*What is needed*
In the text on ANJeL visiting academics, which university granted Satoshi Kurokawa his Ph.D., and in what year?

*Given text*
■ ■ ■ ■ ■ ■ ■

ANJeL Visiting Academics for 2011
Yusuke Tanemura obtained his PhD in private international law at Waseda University and is currently working as a research fellow at Institute of Intellectual Property in Tokyo. He is visiting Australia from late August to September, primarily researching the justiciability of claims involving foreign immovable property and foreign intellectual property at The Australian National University. In particular he will be investigating the connection between the 1906 High Court of Australia decision in Potter v Broken Hill Pty Co. Ltd and the High Court of England and Wales decision in Tyburn Productions v Conan Doyle in 1990. Specifically, he will be investigating the nature of infringements of intellectual property rights that render their classification as local actions.
Tom Ginsburg, Professor at Chicago Law School, visited Australia in late March, giving a keynote address at a conference in Brisbane and a public lecture at Sydney Law School on 22 March entitled 'Legal reform in Northeast Asia: the politics of competitive modernisation'.
Tom Ginsburg focuses on comparative and international law from an interdisciplinary perspective. He holds BA, JD, and PhD degrees from the University of California at Berkeley. One of his books, Judicial Review in New Democracies (Cambridge University Press 2003) won the C.
Herman Pritchett Award from the American Political Science Association for best book on law and courts. He has served as a visiting professor at the University of Tokyo, Kyushu University, Seoul National University, the Interdisciplinary Center Herzliya, the University of Pennsylvania, and the University of Trento. He currently co-directs the Comparative Constitutions Project, an effort funded by the National Science Foundation to gather and analyze the constitutions of all independent nation-states since 1789. Before entering law teaching, he served as a legal adviser at the Iran-US Claims Tribunal, The Hague, Netherlands, and consulted with numerous international development agencies and foreign governments on legal and constitutional reform.
ANJeL Visiting Academics for 2010
Satoshi Kurokawa, Professor of Law at Waseda University School of Social Sciences will visit the College of Law at the Australian National University for a year from March 2010 to March 2011. His main field of research to date has been measures for environmental regulation. Professor Kurokawa will pursue an interest in Australian environmental law, focusing on research on climate law, pollution control law and the national nature reserve system law in Australia. He holds a Ph.D. from Kyoto University (2006). His most important recent publications (in Japanese) are: The Theory of Environmental Regulation (2004), An Introduction to Environmental Regulation (co-author; 2005) and Approaches to Environmental Law (co-edited; 2007).
Professor Shimanami Ryo, Professor Shimanami Ryo of Kobe University will visit the University of Sydney Law School as an ANJeL Research Visitor from December-February 2010. Professor Shimanami is a law graduate of the University of Tokyo, and has previously been a Visiting Scholar at Stanford University, London University and Toronto University. He specialises in intellectual property law, cyber law and law and economics and has also been actively involved in several Japanese law associations. He is on the executive committee of the Japan Association of Industrial Property Law and is a member of working team in Copyright Council
of Agency for Cultural Affairs.

■ ■ ■ ■ ■ ■ ■

*Recorded information*
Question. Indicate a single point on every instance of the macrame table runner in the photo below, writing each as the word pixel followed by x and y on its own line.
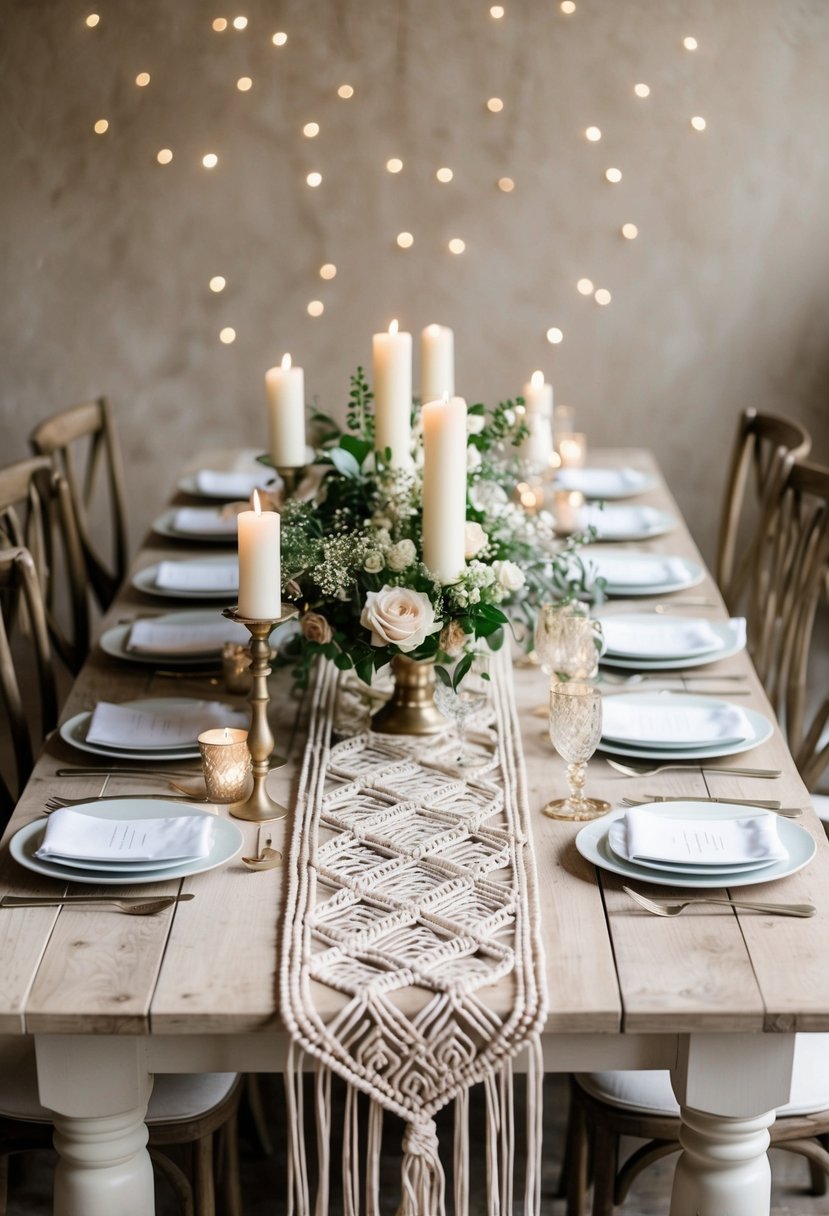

■ ■ ■ ■ ■ ■ ■

*Written solution*
Kyoto University, in 2006.